ACTIVITY: Can you set down everything from "On the contrary, THVs" down to "this subset (13)." in the text on aortic bioprosthesis deterioration, word for word?

Only few data exist on controlled comparison of SVD between surgical and transcatheter aortic bioprosthesis. In general, these studies find the medium-long term risk of severe SVD to be low, ranging between 0 and 2.5% in studies with 4–8 years of follow-up (32, 35, 37–40). In the PARTNER-1 trial, there was no SVD reported at 5 years—although only 15 patients remained alive (13). In the CoreValve High Risk Pivotal trial, severe SVD was noted in 1.7% and 0.8% of patients at 5 years after SAVR and TAVR (p = 0.32), respectively (32). The standardized criteria of SVD from EAPCI/ESC/EACTS were recently also applied to the NOTION trial—a RCT randomizing AS patients at lower surgical risk to SAVR or TAVR. This patient population had a lower mortality rate as compared to contemporary RCTs in high-to-intermediate risk patients. The risk of SVD through 6 years for surgical and transcatheter bioprostheses was 24.0 and 4.8% (p < 0.0001), respectively (37). This difference was mainly driven by moderate SVD in the SAVR group and severe SVD was observed in 3.0% vs. 0.7% in the SAVR vs. TAVR group, respectively (p = 0.21) (37).
Non-structural Valve Deterioration
Non-SVD is a bioprosthetic abnormality due to extrinsic factors such as PPM, paravalvular regurgitation (PVR), device malpositioning, or abnormal frame expansion. The presence of non-SVD is not an intrinsic deterioration of the bioprosthesis or leaflets—however, it might mediate early development of SVD (16, 22, 41).
Following SAVR, the prevalence of moderate PPM ranges from 20 to 70% and that of severe PPM from 2 to 20% (42, 43). TAVI is associated with a lower prevalence of (especially severe) PPM as compared to SAVR (44, 45). Among THVs, self-expanding valves with supra-annular design are generally associated with a lower prevalence of PPM as compared with balloon-expandable valves. Patients with PPM have worse symptoms and exercise capacity, higher rate of heart failure re-hospitalization, and increased mortality after SAVR as compared with patients with no PPM (42, 46). PPM is also associated with quicker structural degeneration of surgical aortic bioprostheses (24, 47). Consequently, TAVR could be the preferred choice of treatment for patients with a small annulus (valve size < 23 mm) in whom PPM can be anticipated in case of SAVR.
On the contrary, THVs more frequently have PVR. However, with the newer generation THVs—with often an additional sealing skirt around the valve prosthesis stent frame—these PVR rates have come down to a range of 1–3% for moderate PVR and 29–36% for mild PVR in the latest low-risk TAVR trials (11, 12). The impact of mild PVR on left ventricular function, symptoms, and long-term mortality in lower risk patients with longer life expectancy is still unknown—however, data from the PARTNER-1 trial have suggested decrease survival in this subset (13).
Finally, whether abnormal stent frame expansion—as sometimes observed in case of THV in heavily calcified or bicuspid valves—has a negative impact on valve durability is unknown. In an ex-vivo bench study by Sathananthan et al., it was shown that excessive THV overexpansion may be associated with impaired hydrodynamic function, acute leaflet failure, and reduced durability. Smaller valves may be at greater risk with overexpansion than larger valves. Similar, THV undersizing can cause leaflet pin wheeling and reduced durability (48).

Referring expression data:
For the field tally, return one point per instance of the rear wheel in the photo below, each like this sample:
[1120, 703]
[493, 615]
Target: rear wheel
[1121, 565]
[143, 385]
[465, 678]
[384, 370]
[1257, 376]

SOLUTION TO THIS TASK:
On the contrary, THVs more frequently have PVR. However, with the newer generation THVs—with often an additional sealing skirt around the valve prosthesis stent frame—these PVR rates have come down to a range of 1–3% for moderate PVR and 29–36% for mild PVR in the latest low-risk TAVR trials (11, 12). The impact of mild PVR on left ventricular function, symptoms, and long-term mortality in lower risk patients with longer life expectancy is still unknown—however, data from the PARTNER-1 trial have suggested decrease survival in this subset (13).